EXERCISE OBJECTIVE —
Please give the records below again in full, exactly, with the images left out.

*** Opening STORED DATA ***

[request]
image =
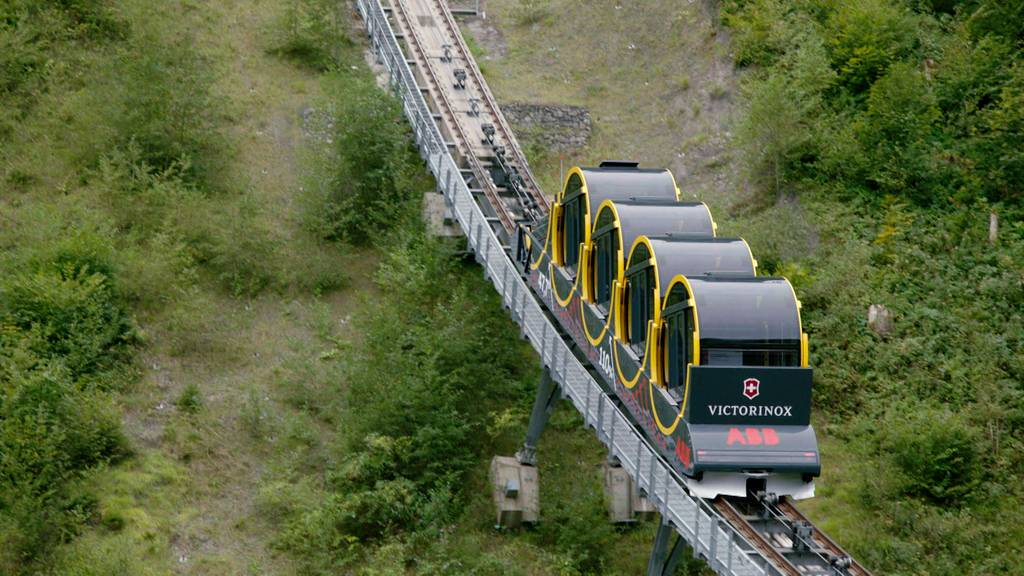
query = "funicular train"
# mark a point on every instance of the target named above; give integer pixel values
(710, 359)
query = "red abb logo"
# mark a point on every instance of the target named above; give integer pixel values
(753, 437)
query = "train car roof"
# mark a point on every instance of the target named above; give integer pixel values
(657, 217)
(761, 310)
(620, 181)
(694, 256)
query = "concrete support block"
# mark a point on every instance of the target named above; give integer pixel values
(438, 216)
(626, 504)
(515, 491)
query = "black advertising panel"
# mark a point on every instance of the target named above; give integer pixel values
(749, 395)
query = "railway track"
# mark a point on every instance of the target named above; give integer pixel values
(461, 130)
(480, 136)
(780, 533)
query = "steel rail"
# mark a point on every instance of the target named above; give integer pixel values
(728, 548)
(421, 57)
(855, 569)
(501, 123)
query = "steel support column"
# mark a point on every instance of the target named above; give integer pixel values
(544, 403)
(665, 558)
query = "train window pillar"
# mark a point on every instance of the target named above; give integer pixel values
(678, 344)
(606, 246)
(641, 306)
(573, 232)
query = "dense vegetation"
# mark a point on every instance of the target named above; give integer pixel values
(113, 208)
(883, 135)
(434, 382)
(132, 240)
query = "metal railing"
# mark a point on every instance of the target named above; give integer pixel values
(711, 537)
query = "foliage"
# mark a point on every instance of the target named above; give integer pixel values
(156, 97)
(189, 400)
(308, 34)
(371, 181)
(529, 12)
(450, 359)
(906, 141)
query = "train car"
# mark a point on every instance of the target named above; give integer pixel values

*** Closing STORED DATA ***

YOUR RESPONSE —
[request]
image =
query = "funicular train"
# mark a point on every instance of the target named above; give integer pixel values
(710, 359)
query = "red abb logo"
# mark a point on every instance of the target named above; give integer pixel values
(753, 437)
query = "train car roof"
# mark a point on every instance of the target named above; give integer pixel values
(657, 217)
(761, 310)
(620, 181)
(694, 256)
query = "concrete support block"
# mark a point on every instance of the target named above; give integer pixel values
(438, 216)
(626, 504)
(515, 491)
query = "black advertising panel"
# mark a point on every instance of the target named above; give integer pixel values
(749, 395)
query = "railway track"
# mark a point on every instance of the target named above; give integer pixel values
(461, 130)
(480, 136)
(780, 533)
query = "steel rail"
# mark a point on every instance of the target named above; give integer pixel values
(728, 548)
(421, 57)
(855, 569)
(501, 123)
query = "steel support column"
# mark a point on every instance of the target named above; give integer pixel values
(544, 403)
(665, 558)
query = "train window pillar"
# mark a point on every instance of the target named above; give integer pixel values
(678, 344)
(606, 246)
(641, 306)
(573, 232)
query = "dense vegetation"
# mark a point on every instance of the target named above; give integer pixel values
(113, 208)
(883, 135)
(434, 382)
(132, 240)
query = "metal railing"
# mark a point on every instance of the target named above; give integer pixel values
(711, 537)
query = "foliage"
# mark a point on every instance of the target named above; give integer pixel values
(156, 97)
(189, 400)
(308, 34)
(371, 181)
(529, 12)
(450, 359)
(906, 141)
query = "train car"
# mark a point on every instance of the target named above; give integer pixel values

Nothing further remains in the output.